[GIVEN EXERCISE]:
Can you write out everything from the line containing "of the clear" down to the line containing "Target: clear sky", substituting "occurrence" for "instance" and leaving the rest of the data unchanged?
++++++
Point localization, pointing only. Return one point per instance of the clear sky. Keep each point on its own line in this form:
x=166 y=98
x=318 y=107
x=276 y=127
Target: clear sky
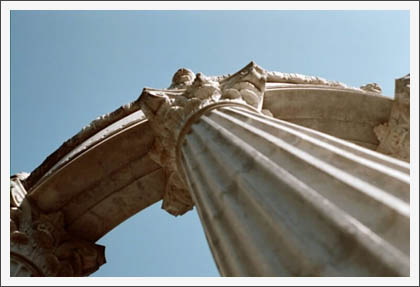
++++++
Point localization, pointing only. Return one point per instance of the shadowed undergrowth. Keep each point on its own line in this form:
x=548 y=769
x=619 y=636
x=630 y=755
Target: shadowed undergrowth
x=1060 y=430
++++++
[EXPECTED OUTPUT]:
Point localization, pointing only. Return one point per occurrence of the clear sky. Keep each point on its own line in this form:
x=166 y=98
x=318 y=107
x=276 y=127
Target: clear sky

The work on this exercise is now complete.